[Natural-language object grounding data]
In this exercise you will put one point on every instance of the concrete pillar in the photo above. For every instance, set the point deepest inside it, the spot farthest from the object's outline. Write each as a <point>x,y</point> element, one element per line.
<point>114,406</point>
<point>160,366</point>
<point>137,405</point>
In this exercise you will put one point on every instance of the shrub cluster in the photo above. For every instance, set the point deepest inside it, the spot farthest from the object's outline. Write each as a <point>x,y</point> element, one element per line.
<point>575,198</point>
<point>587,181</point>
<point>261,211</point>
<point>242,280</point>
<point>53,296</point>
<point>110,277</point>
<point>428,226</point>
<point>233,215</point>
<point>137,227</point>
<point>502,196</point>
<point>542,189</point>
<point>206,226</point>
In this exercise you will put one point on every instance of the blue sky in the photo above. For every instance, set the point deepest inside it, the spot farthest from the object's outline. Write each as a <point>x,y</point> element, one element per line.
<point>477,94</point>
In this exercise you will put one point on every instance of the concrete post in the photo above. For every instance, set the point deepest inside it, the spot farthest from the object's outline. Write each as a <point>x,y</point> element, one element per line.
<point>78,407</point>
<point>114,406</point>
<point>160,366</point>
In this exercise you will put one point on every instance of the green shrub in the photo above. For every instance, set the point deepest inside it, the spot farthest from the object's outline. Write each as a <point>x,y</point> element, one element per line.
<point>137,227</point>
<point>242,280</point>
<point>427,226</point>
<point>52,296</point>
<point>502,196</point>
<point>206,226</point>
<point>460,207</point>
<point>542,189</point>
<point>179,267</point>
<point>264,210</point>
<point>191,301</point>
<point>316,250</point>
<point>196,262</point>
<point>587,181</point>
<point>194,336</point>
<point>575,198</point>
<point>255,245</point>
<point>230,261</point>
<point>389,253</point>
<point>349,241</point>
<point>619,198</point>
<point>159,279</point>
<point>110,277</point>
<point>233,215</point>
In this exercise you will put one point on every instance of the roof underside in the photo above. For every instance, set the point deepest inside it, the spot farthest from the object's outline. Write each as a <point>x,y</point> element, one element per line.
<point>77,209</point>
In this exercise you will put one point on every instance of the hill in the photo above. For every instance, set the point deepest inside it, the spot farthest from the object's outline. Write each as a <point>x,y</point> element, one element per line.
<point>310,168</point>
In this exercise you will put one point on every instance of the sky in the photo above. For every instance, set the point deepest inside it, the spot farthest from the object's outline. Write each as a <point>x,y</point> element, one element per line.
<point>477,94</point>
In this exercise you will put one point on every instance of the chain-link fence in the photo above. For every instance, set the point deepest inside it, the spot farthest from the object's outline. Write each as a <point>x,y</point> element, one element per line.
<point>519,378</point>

— Problem description —
Line by line, retype the data exactly as written.

— Answer area —
In this exercise you will put one point on every instance of the concrete pillar in the photo above. For every instance, set the point deepest inside it, the spot farthest from the object's outline. Write each as a <point>x,y</point> element, one element per line.
<point>114,406</point>
<point>160,366</point>
<point>137,405</point>
In this exercise you will put one point on every instance of the shrub cluster in the photo above. For every instance, set the point deepest inside it, the spot farthest from the object's outline. Write each as a <point>x,y</point> element, one element per line.
<point>575,198</point>
<point>587,181</point>
<point>261,211</point>
<point>242,280</point>
<point>53,296</point>
<point>110,277</point>
<point>428,226</point>
<point>233,215</point>
<point>137,227</point>
<point>502,196</point>
<point>542,189</point>
<point>206,226</point>
In this exercise you will put one point on every instance of the blue sky in the photo above. For every instance, set the point deepest inside it, the spot farthest from the object's outline. Write each as a <point>x,y</point> element, one element per line.
<point>477,94</point>
In this exercise you will put one point on every instance of the concrete post in the photo above. For every instance, set the point deepest inside it, the spot farthest from the object's outline. Write each as a <point>x,y</point> element, one element per line.
<point>78,407</point>
<point>114,406</point>
<point>160,366</point>
In this exercise you will put one point on every instance of the green shrub in the photo above. For every instance, set the point deepest inside it, the spot farthest from the object's outline. Write each as a <point>x,y</point> element, one element per line.
<point>137,227</point>
<point>242,280</point>
<point>427,226</point>
<point>52,296</point>
<point>502,196</point>
<point>206,226</point>
<point>460,207</point>
<point>542,189</point>
<point>179,267</point>
<point>264,210</point>
<point>191,301</point>
<point>316,250</point>
<point>196,262</point>
<point>587,181</point>
<point>194,336</point>
<point>575,198</point>
<point>255,245</point>
<point>230,261</point>
<point>389,253</point>
<point>349,241</point>
<point>619,198</point>
<point>159,279</point>
<point>110,277</point>
<point>233,215</point>
In this exercise you will put one point on every instance of the roof underside in the photo above. For every instance, set the point deepest inside it, the spot farthest from the object's outline. Write each as a <point>x,y</point> element, one element per line.
<point>77,209</point>
In this exercise you will put one point on every instance of the hill in the photo above. For every instance, set the point deepest inside it, the spot farthest from the object's outline. Write each as a <point>x,y</point> element, one element per line.
<point>310,168</point>
In this exercise you will put one point on every instance of the sky in the photo above. For every instance, set the point deepest inside it, the spot farthest from the object's outline. Write each as a <point>x,y</point> element, one element per line.
<point>477,94</point>
In this exercise you will put one point on every instance of the chain-link fence in the photo above. For every instance, set the point deepest inside it, the spot farthest from the object's outline. Write each as a <point>x,y</point> element, one element per line.
<point>519,378</point>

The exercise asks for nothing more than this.